Segment Start: Passage for review

How to Practice the Virtue of Hope: The ‘Shawshank’ Connection

By October 30, 2014 No Comments

The apostle Paul ends 1 Corinthians 13 with the words “And so these three remain: faith, hope, and love. But the greatest of these is love.” In the Christian tradition from Augustine to Aquinas and beyond, “these three” become the three theological virtues. For love, we get a list of how-to’s in the same chapter: love is not rude; it rejoices with the truth. In Hebrews 11, we get a list of heroes of faith. But what to say about hope? Compared to our common use of the term “hope” to mean a wish or desire (“I hope it doesn’t rain,” “She is hoping the new medication works”), it may be a stretch to think of hope as a virtue—that is, a settled habit of thinking, feeling and acting in certain ways. Aquinas describes virtues as character traits that are meant to be exercised. So while virtues are a gift from God, we still need to live them out. This essay consists of beginning thoughts about how to practice hope.

The film “Shawshank Redemption” (Castle Rock Entertainment, 1994) is ostensibly a story about hope. Stories are good at catching the subtle ways a virtue can shape a character’s comportment and cares over time throughout a variety of circumstances. If we take the film as a sign that points beyond itself, Andy Dufresne (played by Tim Robbins) gives us a picture of how the goods we desire can be shaped by hope, and his friend Ellis Redding (“Red”; Morgan Freeman) gives us a picture of learning to rely on another who has become a friend. One of the unique contributions of the film is to show how friendship can be a practice of hope, a thought that echoes the theological perspective of the Christian tradition in which human beings are made for loving fellowship with God. In this life, however, we live as wayfarers anticipating that promised end. Practicing hope is virtuous for us.

Hope is a high-stakes business. It is a commitment that must hold in the darkest and hardest places, and it is a commitment that must temper all other commitments to good things in this world. Any prison setting, therefore, is a good test case for hope. What is left to live for when everything else is stripped away? “Shawshank Redemption” considers this question. As Aquinas describes hope, it is a longing for a good we desire that is not yet (fully) possessed but possibly could be. Our sense of what is possible depends on what is in our own power and on what is in the power of another who is willing to help us. In the case of theological hope, we must depend wholly on God’s power and mercy—help from another—to get what we long for. And the good we long for is a love relationship with God himself, so the end of hoping is a good that we share with another.

Segment End: Passage for review

## To do
Copy word for word the stretch of the essay on hope from "Hope is a high-stakes" through "share with another.". The records are not needed for this work.

Segment Start: Provided information

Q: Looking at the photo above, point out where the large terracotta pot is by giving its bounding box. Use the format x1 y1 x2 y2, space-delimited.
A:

Segment End: Provided information
Segment Start: Provided information

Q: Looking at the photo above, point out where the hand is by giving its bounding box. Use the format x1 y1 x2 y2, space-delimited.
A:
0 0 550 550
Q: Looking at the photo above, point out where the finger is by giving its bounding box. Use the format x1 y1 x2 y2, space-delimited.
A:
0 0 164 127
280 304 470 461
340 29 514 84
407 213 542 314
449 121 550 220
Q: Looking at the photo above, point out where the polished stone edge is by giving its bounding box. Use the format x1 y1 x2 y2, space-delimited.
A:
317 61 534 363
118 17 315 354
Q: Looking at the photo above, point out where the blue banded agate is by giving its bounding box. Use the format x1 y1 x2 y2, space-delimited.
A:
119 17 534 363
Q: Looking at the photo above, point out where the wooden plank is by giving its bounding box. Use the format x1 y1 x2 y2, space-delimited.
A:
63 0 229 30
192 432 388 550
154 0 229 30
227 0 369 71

Segment End: Provided information

## Written response
Hope is a high-stakes business. It is a commitment that must hold in the darkest and hardest places, and it is a commitment that must temper all other commitments to good things in this world. Any prison setting, therefore, is a good test case for hope. What is left to live for when everything else is stripped away? “Shawshank Redemption” considers this question. As Aquinas describes hope, it is a longing for a good we desire that is not yet (fully) possessed but possibly could be. Our sense of what is possible depends on what is in our own power and on what is in the power of another who is willing to help us. In the case of theological hope, we must depend wholly on God’s power and mercy—help from another—to get what we long for. And the good we long for is a love relationship with God himself, so the end of hoping is a good that we share with another.